-- Begin Records shown --
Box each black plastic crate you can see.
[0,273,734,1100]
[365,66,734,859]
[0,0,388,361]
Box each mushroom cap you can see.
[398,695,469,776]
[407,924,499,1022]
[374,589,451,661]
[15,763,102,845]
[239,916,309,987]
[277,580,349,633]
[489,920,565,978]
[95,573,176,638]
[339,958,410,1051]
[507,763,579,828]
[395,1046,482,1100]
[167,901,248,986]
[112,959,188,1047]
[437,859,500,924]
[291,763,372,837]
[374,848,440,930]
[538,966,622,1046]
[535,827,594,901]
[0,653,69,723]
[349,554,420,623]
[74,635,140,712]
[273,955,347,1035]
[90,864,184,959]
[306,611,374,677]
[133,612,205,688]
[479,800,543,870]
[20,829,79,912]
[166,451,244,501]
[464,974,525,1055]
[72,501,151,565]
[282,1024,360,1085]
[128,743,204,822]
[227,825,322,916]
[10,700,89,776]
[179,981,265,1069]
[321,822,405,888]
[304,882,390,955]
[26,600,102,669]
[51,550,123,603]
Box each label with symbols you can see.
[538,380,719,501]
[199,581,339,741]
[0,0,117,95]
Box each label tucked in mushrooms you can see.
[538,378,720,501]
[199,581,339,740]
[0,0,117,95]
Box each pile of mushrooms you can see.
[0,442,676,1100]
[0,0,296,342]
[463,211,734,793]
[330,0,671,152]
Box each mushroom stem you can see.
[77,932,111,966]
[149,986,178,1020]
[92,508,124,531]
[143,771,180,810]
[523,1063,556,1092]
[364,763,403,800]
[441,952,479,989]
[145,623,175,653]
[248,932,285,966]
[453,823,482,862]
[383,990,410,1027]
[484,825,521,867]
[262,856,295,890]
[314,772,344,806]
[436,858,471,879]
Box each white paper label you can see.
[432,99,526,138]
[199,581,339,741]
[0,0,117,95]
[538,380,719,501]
-- End Records shown --
### Task to carry out
Report how many lines of the rows contain the string "each", counting only matches in the same case.

### The reply
7